## Texto fornecido
• • • • • • •

Vícios construtivos e relação de consumo: liability, accountability e responsibility
A responsabilidade civil decorrente do fato jurídico da construção é fracionada em dois grandes setores: a responsabilidade contratual na incorporação e a responsabilidade pelos vícios construtivos. Enquanto a responsabilidade na incorporação — Lei nº 4.591/64, atualizada pela Lei nº 13.786/18 — prioriza a conservação do negócio jurídico de incorporação e a sua função social perante a comunidade de adquirentes, a responsabilidade civil pelo fato jurídico da construção é materializada pela disciplina dos vícios construtivos, normatizada em preceitos difusamente localizados no CC e no CDC. Os vícios construtivos se afeiçoam à rescisão contratual, como forma de desconstituição do negócio jurídico por vícios objetivos na edificação, anteriores à entrega da obra. Vícios construtivos são anomalias que afetam o desempenho da obra, tornando-a inadequada aos seus fins.
O construtor é fornecedor quando edifica unidades imobiliárias, assumindo obrigação de fazer (serviço), seja por empreitada ou administração, bem como obrigação de dar coisa certa (produto) quando vende as ditas unidades para alguém que se coloca como consumidor, destinatário final do imóvel para si e/ou sua família, fechando a cadeia produtiva. É no momento da entrega da obra que principia a parte mais relevante de sua responsabilidade: a responsabilidade pela qualidade e segurança da obra diante de eventual quebra de comutatividade obrigacional decorrente de desconformidade qualitativa do bem à oferta/publicidade, que objetivamente afeta a utilidade do imóvel e o seu valor.

• • • • • • •

## Exercício
Devolva, sem nenhuma alteração, o trecho do texto sobre vícios construtivos que vai de "O construtor é" até "o seu valor.", incluindo este último.

## Bloco de dados

• • • • • • •

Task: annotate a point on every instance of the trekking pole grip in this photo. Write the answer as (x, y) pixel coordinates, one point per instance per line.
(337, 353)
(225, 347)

• • • • • • •

## Resultado da tarefa
O construtor é fornecedor quando edifica unidades imobiliárias, assumindo obrigação de fazer (serviço), seja por empreitada ou administração, bem como obrigação de dar coisa certa (produto) quando vende as ditas unidades para alguém que se coloca como consumidor, destinatário final do imóvel para si e/ou sua família, fechando a cadeia produtiva. É no momento da entrega da obra que principia a parte mais relevante de sua responsabilidade: a responsabilidade pela qualidade e segurança da obra diante de eventual quebra de comutatividade obrigacional decorrente de desconformidade qualitativa do bem à oferta/publicidade, que objetivamente afeta a utilidade do imóvel e o seu valor.